** Opening Excerpted records block **

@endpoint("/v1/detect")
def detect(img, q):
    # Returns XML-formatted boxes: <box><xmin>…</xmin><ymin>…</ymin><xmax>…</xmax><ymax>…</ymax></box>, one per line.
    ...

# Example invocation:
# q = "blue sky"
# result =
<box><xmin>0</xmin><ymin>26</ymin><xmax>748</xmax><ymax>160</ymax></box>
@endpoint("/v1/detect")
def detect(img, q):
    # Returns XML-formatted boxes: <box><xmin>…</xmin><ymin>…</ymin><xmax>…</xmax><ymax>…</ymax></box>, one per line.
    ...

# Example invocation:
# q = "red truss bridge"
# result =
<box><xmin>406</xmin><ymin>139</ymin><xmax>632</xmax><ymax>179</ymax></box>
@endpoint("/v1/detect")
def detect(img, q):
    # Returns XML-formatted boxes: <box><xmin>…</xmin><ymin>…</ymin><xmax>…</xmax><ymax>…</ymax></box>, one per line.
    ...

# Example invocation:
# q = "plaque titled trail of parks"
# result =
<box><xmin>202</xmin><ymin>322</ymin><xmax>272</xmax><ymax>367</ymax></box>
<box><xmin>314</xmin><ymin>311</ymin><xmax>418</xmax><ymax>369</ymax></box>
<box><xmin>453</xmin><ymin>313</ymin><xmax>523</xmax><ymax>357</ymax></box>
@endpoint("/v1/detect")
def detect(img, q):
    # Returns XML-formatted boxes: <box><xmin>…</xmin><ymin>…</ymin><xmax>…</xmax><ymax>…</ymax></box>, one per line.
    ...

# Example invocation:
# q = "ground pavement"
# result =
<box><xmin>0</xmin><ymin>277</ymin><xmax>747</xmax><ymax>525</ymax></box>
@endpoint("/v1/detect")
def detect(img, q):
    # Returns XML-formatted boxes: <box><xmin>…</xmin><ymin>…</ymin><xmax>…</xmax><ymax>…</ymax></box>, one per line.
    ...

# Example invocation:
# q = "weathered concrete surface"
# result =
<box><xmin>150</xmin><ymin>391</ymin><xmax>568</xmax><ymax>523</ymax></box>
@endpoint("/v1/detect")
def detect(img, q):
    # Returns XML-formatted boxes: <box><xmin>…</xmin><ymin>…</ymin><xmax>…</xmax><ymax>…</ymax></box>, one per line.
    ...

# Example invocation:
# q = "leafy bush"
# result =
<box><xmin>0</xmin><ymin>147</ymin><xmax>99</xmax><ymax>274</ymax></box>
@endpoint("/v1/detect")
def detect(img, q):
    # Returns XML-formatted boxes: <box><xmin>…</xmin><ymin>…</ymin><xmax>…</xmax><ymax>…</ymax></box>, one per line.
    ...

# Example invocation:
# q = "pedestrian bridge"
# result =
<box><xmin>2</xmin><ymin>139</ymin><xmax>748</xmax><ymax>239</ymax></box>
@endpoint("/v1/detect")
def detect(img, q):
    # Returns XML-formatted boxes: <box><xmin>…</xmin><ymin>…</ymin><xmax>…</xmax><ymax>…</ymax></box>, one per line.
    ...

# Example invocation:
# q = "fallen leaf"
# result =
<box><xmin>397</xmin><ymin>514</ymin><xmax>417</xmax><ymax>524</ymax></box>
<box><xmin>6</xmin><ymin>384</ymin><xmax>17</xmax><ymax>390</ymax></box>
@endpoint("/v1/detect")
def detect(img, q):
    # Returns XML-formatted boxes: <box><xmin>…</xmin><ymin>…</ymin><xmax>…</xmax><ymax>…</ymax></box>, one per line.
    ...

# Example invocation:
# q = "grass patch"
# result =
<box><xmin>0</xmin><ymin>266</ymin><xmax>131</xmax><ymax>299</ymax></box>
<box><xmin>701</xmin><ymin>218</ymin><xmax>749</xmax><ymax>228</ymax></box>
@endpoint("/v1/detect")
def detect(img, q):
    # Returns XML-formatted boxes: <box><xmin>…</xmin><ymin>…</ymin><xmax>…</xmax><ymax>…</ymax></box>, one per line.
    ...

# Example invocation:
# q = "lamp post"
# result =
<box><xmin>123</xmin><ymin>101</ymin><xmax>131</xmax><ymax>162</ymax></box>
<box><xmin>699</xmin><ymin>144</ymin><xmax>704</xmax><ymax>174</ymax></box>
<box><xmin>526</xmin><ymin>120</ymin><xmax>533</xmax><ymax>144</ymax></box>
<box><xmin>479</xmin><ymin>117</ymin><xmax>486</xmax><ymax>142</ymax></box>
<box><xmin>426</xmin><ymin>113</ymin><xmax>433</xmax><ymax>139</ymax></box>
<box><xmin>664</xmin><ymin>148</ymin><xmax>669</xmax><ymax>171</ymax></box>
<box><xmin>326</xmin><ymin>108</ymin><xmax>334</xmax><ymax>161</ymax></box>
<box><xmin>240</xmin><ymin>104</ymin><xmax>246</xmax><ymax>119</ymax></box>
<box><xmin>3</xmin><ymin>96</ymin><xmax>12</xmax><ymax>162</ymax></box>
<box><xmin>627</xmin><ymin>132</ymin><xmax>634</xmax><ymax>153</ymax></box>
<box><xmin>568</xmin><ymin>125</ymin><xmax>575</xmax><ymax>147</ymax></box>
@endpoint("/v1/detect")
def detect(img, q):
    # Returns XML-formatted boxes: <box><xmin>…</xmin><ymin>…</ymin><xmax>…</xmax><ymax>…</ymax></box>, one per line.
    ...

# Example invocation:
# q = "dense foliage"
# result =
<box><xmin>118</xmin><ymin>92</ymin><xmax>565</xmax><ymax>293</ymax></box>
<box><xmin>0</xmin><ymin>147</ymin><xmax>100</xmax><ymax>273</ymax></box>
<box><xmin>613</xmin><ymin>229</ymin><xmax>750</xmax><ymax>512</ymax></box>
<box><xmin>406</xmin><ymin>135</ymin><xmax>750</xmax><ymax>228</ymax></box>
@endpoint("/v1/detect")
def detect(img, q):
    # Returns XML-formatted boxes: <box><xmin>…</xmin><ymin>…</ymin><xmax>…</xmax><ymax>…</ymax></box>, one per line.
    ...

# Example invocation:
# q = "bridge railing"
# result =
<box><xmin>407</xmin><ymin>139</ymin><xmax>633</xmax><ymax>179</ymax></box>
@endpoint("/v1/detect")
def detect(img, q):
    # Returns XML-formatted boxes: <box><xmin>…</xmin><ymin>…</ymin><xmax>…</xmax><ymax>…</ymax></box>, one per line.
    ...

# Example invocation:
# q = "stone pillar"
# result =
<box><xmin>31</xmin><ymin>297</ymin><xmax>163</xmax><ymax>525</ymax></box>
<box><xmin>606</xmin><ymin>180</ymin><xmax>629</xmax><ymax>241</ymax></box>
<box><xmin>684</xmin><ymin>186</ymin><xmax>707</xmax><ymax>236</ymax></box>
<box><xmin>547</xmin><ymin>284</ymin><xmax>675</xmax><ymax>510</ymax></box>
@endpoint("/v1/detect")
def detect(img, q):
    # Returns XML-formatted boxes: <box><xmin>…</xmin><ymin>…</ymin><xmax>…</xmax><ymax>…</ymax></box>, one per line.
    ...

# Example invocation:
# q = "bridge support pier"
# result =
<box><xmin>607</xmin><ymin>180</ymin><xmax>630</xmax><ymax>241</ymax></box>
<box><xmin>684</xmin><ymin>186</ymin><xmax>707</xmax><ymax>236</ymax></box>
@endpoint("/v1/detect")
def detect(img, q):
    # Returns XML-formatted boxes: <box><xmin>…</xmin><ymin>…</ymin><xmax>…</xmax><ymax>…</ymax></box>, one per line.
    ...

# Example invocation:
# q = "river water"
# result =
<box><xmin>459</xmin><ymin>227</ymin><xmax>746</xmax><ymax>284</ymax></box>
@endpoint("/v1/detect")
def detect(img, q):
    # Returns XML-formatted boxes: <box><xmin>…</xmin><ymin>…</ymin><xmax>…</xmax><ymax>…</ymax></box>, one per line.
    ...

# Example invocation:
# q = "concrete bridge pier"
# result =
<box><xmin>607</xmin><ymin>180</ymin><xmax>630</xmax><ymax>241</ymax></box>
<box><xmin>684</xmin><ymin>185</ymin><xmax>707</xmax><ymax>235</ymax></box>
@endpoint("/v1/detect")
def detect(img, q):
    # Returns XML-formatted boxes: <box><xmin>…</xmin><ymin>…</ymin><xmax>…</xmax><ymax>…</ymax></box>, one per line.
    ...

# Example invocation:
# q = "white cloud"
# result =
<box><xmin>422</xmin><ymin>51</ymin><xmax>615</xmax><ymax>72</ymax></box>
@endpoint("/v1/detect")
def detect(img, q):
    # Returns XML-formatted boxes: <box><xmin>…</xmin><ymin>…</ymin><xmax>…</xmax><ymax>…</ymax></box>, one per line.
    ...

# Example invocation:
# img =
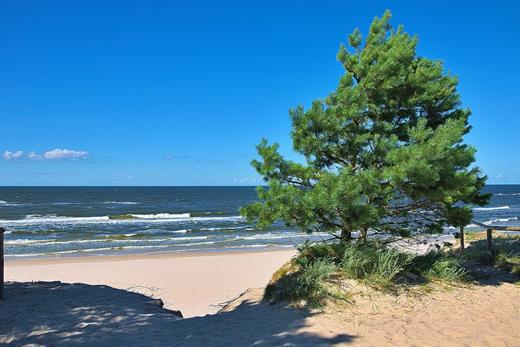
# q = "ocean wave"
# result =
<box><xmin>4</xmin><ymin>234</ymin><xmax>208</xmax><ymax>246</ymax></box>
<box><xmin>483</xmin><ymin>217</ymin><xmax>518</xmax><ymax>224</ymax></box>
<box><xmin>5</xmin><ymin>238</ymin><xmax>107</xmax><ymax>246</ymax></box>
<box><xmin>473</xmin><ymin>206</ymin><xmax>510</xmax><ymax>211</ymax></box>
<box><xmin>103</xmin><ymin>201</ymin><xmax>140</xmax><ymax>205</ymax></box>
<box><xmin>494</xmin><ymin>193</ymin><xmax>520</xmax><ymax>196</ymax></box>
<box><xmin>237</xmin><ymin>232</ymin><xmax>310</xmax><ymax>241</ymax></box>
<box><xmin>219</xmin><ymin>244</ymin><xmax>294</xmax><ymax>250</ymax></box>
<box><xmin>4</xmin><ymin>245</ymin><xmax>173</xmax><ymax>257</ymax></box>
<box><xmin>0</xmin><ymin>214</ymin><xmax>244</xmax><ymax>226</ymax></box>
<box><xmin>0</xmin><ymin>200</ymin><xmax>22</xmax><ymax>207</ymax></box>
<box><xmin>197</xmin><ymin>226</ymin><xmax>248</xmax><ymax>232</ymax></box>
<box><xmin>5</xmin><ymin>241</ymin><xmax>296</xmax><ymax>258</ymax></box>
<box><xmin>131</xmin><ymin>213</ymin><xmax>190</xmax><ymax>219</ymax></box>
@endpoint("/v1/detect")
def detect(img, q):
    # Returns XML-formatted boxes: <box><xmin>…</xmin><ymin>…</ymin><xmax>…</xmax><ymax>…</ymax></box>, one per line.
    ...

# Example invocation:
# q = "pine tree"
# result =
<box><xmin>241</xmin><ymin>10</ymin><xmax>489</xmax><ymax>241</ymax></box>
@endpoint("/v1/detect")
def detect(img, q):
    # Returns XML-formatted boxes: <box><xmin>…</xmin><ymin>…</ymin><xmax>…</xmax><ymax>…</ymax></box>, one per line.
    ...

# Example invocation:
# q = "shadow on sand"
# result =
<box><xmin>0</xmin><ymin>281</ymin><xmax>355</xmax><ymax>346</ymax></box>
<box><xmin>462</xmin><ymin>237</ymin><xmax>520</xmax><ymax>286</ymax></box>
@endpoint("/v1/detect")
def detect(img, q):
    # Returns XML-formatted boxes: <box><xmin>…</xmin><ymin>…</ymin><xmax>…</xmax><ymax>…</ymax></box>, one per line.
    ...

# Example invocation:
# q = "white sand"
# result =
<box><xmin>4</xmin><ymin>249</ymin><xmax>296</xmax><ymax>317</ymax></box>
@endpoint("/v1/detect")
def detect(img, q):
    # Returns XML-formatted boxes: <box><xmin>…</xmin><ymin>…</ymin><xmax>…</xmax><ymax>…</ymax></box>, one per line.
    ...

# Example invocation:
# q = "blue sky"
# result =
<box><xmin>1</xmin><ymin>1</ymin><xmax>519</xmax><ymax>185</ymax></box>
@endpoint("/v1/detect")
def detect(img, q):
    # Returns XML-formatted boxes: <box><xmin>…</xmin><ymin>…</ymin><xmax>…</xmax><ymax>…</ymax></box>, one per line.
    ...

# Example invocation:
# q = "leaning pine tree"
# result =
<box><xmin>241</xmin><ymin>11</ymin><xmax>489</xmax><ymax>242</ymax></box>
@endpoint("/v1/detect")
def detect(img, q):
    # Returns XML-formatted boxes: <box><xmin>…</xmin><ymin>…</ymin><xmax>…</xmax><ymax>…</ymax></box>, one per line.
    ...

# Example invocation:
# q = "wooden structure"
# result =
<box><xmin>0</xmin><ymin>227</ymin><xmax>4</xmax><ymax>299</ymax></box>
<box><xmin>460</xmin><ymin>220</ymin><xmax>520</xmax><ymax>256</ymax></box>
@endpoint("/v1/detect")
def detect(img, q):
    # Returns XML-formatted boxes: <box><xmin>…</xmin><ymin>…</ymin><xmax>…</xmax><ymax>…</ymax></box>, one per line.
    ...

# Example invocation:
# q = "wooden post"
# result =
<box><xmin>486</xmin><ymin>228</ymin><xmax>493</xmax><ymax>260</ymax></box>
<box><xmin>459</xmin><ymin>226</ymin><xmax>465</xmax><ymax>254</ymax></box>
<box><xmin>0</xmin><ymin>227</ymin><xmax>4</xmax><ymax>299</ymax></box>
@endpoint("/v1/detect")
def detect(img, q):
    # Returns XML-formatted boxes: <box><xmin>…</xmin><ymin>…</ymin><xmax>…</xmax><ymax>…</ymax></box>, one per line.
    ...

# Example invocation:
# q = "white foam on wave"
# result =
<box><xmin>0</xmin><ymin>200</ymin><xmax>22</xmax><ymax>207</ymax></box>
<box><xmin>473</xmin><ymin>206</ymin><xmax>510</xmax><ymax>211</ymax></box>
<box><xmin>168</xmin><ymin>236</ymin><xmax>208</xmax><ymax>242</ymax></box>
<box><xmin>4</xmin><ymin>235</ymin><xmax>208</xmax><ymax>246</ymax></box>
<box><xmin>5</xmin><ymin>241</ymin><xmax>297</xmax><ymax>258</ymax></box>
<box><xmin>5</xmin><ymin>238</ymin><xmax>96</xmax><ymax>246</ymax></box>
<box><xmin>5</xmin><ymin>245</ymin><xmax>173</xmax><ymax>257</ymax></box>
<box><xmin>198</xmin><ymin>226</ymin><xmax>248</xmax><ymax>232</ymax></box>
<box><xmin>8</xmin><ymin>215</ymin><xmax>110</xmax><ymax>225</ymax></box>
<box><xmin>104</xmin><ymin>201</ymin><xmax>140</xmax><ymax>205</ymax></box>
<box><xmin>237</xmin><ymin>232</ymin><xmax>310</xmax><ymax>241</ymax></box>
<box><xmin>495</xmin><ymin>193</ymin><xmax>520</xmax><ymax>196</ymax></box>
<box><xmin>0</xmin><ymin>214</ymin><xmax>244</xmax><ymax>226</ymax></box>
<box><xmin>483</xmin><ymin>217</ymin><xmax>518</xmax><ymax>224</ymax></box>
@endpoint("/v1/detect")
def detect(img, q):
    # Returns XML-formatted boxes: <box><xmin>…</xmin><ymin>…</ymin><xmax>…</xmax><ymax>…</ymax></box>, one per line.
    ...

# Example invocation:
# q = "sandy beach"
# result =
<box><xmin>4</xmin><ymin>249</ymin><xmax>296</xmax><ymax>317</ymax></box>
<box><xmin>2</xmin><ymin>249</ymin><xmax>520</xmax><ymax>346</ymax></box>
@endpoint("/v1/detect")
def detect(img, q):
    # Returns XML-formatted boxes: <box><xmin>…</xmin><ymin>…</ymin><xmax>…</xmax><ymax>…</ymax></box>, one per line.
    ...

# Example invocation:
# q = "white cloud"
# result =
<box><xmin>3</xmin><ymin>150</ymin><xmax>24</xmax><ymax>160</ymax></box>
<box><xmin>3</xmin><ymin>148</ymin><xmax>90</xmax><ymax>161</ymax></box>
<box><xmin>27</xmin><ymin>151</ymin><xmax>42</xmax><ymax>160</ymax></box>
<box><xmin>43</xmin><ymin>148</ymin><xmax>89</xmax><ymax>160</ymax></box>
<box><xmin>163</xmin><ymin>154</ymin><xmax>175</xmax><ymax>160</ymax></box>
<box><xmin>224</xmin><ymin>177</ymin><xmax>262</xmax><ymax>185</ymax></box>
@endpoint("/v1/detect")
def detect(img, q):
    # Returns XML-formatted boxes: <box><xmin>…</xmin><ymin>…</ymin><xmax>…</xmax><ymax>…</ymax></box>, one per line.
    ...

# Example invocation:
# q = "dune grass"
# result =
<box><xmin>264</xmin><ymin>258</ymin><xmax>338</xmax><ymax>308</ymax></box>
<box><xmin>264</xmin><ymin>241</ymin><xmax>470</xmax><ymax>307</ymax></box>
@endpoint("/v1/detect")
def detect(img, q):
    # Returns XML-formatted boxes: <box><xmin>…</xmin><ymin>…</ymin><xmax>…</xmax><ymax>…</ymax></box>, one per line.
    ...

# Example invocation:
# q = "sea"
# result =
<box><xmin>0</xmin><ymin>185</ymin><xmax>519</xmax><ymax>258</ymax></box>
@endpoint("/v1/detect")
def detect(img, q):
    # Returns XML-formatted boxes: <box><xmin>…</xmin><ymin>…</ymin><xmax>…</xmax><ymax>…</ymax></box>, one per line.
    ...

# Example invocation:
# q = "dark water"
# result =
<box><xmin>0</xmin><ymin>185</ymin><xmax>518</xmax><ymax>258</ymax></box>
<box><xmin>0</xmin><ymin>187</ymin><xmax>307</xmax><ymax>258</ymax></box>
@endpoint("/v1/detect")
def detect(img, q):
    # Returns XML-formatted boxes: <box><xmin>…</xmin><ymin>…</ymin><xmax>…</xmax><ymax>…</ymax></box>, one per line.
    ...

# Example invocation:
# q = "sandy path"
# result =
<box><xmin>4</xmin><ymin>249</ymin><xmax>295</xmax><ymax>317</ymax></box>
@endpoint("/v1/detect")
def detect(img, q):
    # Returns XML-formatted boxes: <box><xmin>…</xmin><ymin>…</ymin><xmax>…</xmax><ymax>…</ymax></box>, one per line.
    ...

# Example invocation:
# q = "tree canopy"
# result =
<box><xmin>241</xmin><ymin>10</ymin><xmax>489</xmax><ymax>241</ymax></box>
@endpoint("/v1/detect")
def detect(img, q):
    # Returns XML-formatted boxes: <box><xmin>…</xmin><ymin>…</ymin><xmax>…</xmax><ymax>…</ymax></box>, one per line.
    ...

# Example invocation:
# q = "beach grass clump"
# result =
<box><xmin>410</xmin><ymin>251</ymin><xmax>469</xmax><ymax>282</ymax></box>
<box><xmin>339</xmin><ymin>243</ymin><xmax>413</xmax><ymax>288</ymax></box>
<box><xmin>264</xmin><ymin>257</ymin><xmax>338</xmax><ymax>308</ymax></box>
<box><xmin>265</xmin><ymin>241</ymin><xmax>471</xmax><ymax>306</ymax></box>
<box><xmin>495</xmin><ymin>251</ymin><xmax>520</xmax><ymax>276</ymax></box>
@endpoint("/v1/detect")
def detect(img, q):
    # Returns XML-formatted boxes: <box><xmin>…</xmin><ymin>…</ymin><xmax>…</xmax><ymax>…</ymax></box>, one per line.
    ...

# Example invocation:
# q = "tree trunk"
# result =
<box><xmin>360</xmin><ymin>227</ymin><xmax>368</xmax><ymax>242</ymax></box>
<box><xmin>340</xmin><ymin>228</ymin><xmax>352</xmax><ymax>242</ymax></box>
<box><xmin>459</xmin><ymin>225</ymin><xmax>464</xmax><ymax>254</ymax></box>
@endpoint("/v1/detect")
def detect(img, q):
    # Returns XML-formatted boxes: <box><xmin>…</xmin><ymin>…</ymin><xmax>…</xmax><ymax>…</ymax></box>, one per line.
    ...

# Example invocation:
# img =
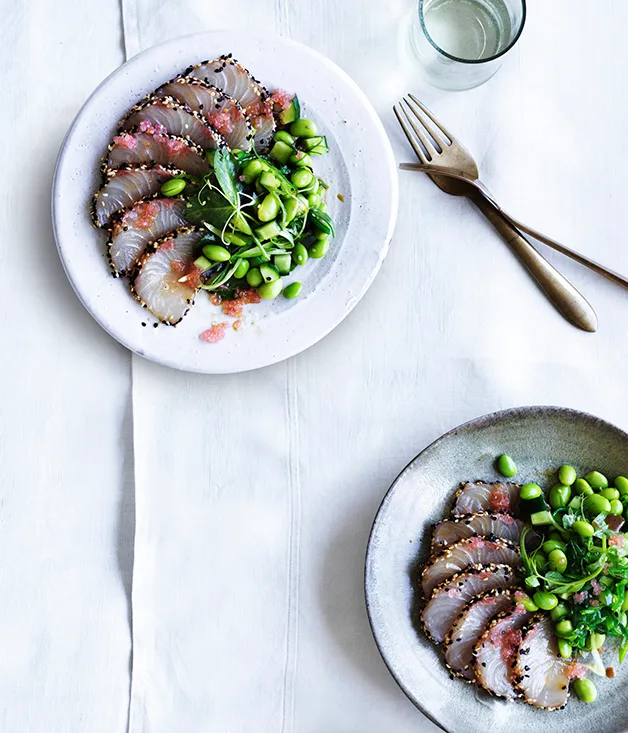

** Closing Excerpted records block **

Problem requirements >>
Count the lines of the data that hold the word "white". Report the count and nothing more.

Answer >>
4